+++ Extracted entries
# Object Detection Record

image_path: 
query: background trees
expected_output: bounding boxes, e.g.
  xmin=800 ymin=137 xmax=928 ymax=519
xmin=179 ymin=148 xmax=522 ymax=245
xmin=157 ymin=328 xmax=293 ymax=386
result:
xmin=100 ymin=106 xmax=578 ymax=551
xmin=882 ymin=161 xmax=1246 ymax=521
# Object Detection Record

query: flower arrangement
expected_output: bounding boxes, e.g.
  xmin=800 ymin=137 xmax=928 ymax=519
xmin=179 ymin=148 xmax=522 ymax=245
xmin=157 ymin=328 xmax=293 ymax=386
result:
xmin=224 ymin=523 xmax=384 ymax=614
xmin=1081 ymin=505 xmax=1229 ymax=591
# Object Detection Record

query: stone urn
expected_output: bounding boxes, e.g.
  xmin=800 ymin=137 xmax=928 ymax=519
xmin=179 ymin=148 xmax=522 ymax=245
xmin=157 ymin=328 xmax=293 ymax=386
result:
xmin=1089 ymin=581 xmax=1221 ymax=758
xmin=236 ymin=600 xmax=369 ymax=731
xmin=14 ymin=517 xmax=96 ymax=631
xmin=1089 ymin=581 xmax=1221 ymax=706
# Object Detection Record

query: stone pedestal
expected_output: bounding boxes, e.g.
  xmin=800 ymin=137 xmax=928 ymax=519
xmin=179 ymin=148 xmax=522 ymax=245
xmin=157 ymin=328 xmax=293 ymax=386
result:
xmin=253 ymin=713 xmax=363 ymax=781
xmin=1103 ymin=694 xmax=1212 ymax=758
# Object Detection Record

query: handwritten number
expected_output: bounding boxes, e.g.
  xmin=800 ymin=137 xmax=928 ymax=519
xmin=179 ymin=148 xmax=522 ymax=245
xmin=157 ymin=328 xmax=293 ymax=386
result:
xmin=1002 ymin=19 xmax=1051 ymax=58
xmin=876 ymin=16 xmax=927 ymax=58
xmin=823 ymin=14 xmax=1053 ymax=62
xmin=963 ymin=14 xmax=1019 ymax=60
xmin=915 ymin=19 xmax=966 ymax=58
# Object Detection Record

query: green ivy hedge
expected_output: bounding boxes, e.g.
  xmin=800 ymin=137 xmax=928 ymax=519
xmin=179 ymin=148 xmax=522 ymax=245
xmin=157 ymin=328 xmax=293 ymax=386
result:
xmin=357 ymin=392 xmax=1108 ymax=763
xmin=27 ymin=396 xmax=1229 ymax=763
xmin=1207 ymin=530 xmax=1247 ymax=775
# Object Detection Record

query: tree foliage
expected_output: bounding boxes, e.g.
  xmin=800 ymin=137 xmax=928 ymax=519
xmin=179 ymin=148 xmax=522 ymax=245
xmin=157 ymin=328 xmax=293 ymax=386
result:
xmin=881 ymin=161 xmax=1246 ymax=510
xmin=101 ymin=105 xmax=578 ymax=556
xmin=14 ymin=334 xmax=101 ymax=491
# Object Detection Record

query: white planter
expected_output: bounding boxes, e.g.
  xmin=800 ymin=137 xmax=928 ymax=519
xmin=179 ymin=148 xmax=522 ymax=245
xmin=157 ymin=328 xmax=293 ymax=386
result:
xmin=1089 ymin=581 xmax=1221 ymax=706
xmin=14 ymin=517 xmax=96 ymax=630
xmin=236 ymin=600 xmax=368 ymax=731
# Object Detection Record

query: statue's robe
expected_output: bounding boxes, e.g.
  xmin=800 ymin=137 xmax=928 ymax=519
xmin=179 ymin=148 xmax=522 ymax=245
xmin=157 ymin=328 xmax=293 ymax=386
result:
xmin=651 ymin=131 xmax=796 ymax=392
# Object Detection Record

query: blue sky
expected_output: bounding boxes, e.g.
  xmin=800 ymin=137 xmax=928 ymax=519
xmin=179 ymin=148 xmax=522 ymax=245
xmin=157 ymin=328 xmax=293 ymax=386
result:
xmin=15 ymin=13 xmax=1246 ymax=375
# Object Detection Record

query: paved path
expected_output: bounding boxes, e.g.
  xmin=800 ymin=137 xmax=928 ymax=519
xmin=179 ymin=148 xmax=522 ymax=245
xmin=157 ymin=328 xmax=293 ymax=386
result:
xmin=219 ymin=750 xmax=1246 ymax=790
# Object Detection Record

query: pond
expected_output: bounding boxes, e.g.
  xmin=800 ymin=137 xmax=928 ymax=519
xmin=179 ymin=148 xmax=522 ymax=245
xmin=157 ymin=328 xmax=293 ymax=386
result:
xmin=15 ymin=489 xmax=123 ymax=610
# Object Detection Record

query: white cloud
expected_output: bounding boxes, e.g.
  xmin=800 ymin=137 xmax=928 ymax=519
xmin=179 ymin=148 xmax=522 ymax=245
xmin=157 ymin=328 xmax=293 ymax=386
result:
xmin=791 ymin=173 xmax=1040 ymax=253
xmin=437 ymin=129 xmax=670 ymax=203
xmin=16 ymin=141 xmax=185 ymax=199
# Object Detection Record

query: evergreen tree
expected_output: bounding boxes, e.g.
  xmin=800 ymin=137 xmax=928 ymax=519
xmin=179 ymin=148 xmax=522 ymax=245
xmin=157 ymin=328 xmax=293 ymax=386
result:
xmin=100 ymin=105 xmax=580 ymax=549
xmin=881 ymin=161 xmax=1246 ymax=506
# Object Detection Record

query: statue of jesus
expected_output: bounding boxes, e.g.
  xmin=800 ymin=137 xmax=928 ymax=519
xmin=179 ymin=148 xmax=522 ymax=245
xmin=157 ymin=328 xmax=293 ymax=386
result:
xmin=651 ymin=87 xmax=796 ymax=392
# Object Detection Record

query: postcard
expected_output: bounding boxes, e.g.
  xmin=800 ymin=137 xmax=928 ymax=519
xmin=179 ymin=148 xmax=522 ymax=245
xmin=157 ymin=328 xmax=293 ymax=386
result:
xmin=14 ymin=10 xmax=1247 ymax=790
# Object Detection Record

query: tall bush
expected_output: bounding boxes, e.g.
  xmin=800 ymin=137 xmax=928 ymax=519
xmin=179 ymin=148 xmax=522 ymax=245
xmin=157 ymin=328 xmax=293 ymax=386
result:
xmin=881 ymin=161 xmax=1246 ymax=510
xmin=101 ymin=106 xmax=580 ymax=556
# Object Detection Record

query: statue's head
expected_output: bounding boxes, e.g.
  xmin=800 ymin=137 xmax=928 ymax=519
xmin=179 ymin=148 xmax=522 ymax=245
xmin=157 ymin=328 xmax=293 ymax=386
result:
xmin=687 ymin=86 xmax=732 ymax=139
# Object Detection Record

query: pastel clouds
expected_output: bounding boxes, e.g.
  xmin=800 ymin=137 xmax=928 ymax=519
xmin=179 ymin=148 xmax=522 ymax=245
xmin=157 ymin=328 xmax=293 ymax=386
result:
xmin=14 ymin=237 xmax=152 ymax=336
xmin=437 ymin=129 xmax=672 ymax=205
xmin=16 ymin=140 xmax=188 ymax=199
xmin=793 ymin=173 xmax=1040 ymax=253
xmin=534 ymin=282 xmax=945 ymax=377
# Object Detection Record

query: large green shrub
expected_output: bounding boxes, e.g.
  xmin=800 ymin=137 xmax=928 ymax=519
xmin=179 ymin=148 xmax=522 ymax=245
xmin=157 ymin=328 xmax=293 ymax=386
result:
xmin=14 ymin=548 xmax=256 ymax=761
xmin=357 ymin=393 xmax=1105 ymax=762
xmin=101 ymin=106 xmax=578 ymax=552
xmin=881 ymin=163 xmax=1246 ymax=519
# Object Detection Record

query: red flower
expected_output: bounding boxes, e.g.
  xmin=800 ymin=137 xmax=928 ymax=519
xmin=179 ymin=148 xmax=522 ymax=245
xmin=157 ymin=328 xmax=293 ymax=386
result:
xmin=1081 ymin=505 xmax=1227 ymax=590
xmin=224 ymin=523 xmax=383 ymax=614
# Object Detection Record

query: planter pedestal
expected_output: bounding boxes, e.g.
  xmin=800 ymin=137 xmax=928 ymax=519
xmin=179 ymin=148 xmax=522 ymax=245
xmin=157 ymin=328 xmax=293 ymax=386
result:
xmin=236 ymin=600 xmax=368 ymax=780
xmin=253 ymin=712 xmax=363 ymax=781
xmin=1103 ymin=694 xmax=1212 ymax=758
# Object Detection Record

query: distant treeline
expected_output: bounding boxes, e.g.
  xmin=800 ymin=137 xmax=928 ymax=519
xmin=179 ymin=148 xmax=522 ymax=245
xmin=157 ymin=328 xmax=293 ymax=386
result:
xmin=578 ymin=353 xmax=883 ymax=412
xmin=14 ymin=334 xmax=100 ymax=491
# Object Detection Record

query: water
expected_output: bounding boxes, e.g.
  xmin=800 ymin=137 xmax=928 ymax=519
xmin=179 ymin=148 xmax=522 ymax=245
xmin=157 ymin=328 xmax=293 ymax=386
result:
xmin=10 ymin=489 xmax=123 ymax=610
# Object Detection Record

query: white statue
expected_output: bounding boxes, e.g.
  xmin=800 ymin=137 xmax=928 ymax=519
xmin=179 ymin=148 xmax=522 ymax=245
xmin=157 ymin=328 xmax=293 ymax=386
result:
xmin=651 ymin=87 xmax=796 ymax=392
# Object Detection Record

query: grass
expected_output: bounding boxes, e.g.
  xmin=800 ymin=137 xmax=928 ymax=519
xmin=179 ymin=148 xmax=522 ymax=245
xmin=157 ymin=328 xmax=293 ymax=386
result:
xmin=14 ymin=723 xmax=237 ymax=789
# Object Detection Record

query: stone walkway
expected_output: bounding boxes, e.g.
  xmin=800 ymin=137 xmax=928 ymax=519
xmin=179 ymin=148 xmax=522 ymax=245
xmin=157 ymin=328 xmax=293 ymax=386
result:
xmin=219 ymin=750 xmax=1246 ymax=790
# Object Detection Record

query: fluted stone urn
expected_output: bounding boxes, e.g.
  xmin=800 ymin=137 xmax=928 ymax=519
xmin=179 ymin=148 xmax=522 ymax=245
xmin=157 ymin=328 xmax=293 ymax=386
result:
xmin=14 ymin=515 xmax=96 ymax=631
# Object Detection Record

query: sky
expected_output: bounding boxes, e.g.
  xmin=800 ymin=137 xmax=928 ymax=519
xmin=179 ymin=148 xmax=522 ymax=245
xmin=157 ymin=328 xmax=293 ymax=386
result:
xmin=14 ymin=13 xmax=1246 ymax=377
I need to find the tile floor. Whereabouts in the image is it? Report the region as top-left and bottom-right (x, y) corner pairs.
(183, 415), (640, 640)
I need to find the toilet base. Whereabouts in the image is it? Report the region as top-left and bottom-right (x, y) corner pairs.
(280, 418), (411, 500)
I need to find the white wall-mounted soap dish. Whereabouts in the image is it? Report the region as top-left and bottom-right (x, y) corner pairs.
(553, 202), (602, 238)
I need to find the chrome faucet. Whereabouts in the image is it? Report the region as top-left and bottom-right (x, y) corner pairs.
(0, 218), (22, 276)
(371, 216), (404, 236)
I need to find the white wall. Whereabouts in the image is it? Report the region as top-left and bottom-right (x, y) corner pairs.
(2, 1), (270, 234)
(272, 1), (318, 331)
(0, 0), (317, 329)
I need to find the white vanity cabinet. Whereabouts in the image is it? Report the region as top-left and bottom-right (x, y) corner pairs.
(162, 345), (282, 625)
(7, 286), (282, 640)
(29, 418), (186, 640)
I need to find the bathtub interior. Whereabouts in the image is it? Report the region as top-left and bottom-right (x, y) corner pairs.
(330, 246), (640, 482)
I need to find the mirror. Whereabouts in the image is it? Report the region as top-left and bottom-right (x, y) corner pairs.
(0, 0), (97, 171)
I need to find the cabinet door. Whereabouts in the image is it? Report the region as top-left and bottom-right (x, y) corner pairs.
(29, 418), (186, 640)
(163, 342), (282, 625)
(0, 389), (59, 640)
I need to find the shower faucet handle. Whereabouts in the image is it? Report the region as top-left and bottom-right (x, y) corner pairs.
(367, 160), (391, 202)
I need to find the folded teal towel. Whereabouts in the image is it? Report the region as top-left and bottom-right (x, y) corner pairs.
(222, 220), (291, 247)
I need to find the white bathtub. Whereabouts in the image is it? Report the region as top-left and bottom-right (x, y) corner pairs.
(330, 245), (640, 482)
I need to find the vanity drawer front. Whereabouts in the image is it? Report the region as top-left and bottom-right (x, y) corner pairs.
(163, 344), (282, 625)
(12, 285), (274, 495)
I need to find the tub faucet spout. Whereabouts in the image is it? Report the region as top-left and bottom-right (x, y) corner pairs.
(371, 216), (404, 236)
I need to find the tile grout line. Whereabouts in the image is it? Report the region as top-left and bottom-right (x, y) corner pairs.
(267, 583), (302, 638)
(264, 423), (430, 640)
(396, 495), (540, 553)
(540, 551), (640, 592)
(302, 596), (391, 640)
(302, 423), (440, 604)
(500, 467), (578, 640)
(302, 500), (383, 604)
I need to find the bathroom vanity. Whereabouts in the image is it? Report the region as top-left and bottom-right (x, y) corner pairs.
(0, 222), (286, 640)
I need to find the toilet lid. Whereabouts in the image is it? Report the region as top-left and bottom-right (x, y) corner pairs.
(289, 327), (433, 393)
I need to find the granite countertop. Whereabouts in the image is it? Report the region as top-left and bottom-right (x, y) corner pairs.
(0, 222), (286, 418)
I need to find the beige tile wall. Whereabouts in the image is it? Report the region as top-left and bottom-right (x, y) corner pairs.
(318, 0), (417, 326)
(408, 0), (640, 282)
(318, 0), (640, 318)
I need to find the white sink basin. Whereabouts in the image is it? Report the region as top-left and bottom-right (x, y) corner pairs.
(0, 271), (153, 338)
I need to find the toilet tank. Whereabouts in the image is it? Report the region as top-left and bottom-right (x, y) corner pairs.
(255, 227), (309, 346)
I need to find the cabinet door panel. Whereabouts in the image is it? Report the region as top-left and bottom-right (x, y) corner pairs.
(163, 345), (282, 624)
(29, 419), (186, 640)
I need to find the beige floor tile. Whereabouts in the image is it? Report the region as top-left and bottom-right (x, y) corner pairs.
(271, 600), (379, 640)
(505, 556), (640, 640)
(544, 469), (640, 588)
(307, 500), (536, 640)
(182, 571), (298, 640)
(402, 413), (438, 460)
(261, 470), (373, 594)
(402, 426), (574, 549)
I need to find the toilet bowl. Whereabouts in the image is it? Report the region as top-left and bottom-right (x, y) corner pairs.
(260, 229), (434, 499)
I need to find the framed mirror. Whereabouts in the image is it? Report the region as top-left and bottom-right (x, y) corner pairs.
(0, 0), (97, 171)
++++++
### Aim of the task
Rewrite the part that opens with the line containing "I need to find the tub" and closes with the line containing "(289, 327), (433, 393)", changing "toilet lid" to "toilet seat cover" and leaving everything else as it stands. Give only those lines.

### Answer for the task
I need to find the tub faucet spout. Whereabouts in the image is it? Report the region as top-left and bottom-right (x, y) corner pairs.
(371, 216), (404, 236)
I need to find the tile grout line. Whereabouts in the image is it? Report the region as top-left and bottom-right (x, y) corner pairs.
(267, 583), (302, 638)
(264, 423), (430, 640)
(396, 495), (540, 553)
(540, 551), (640, 592)
(302, 596), (391, 640)
(302, 423), (440, 604)
(500, 467), (578, 640)
(302, 500), (383, 604)
I need to find the bathroom vanity. Whereabouts in the image is it? Report the region as top-left and bottom-right (x, y) corner pairs.
(0, 222), (286, 640)
I need to find the toilet seat cover. Whereabouts in the image is it? Report the region as top-left and bottom-right (x, y) corner pairs.
(289, 327), (433, 393)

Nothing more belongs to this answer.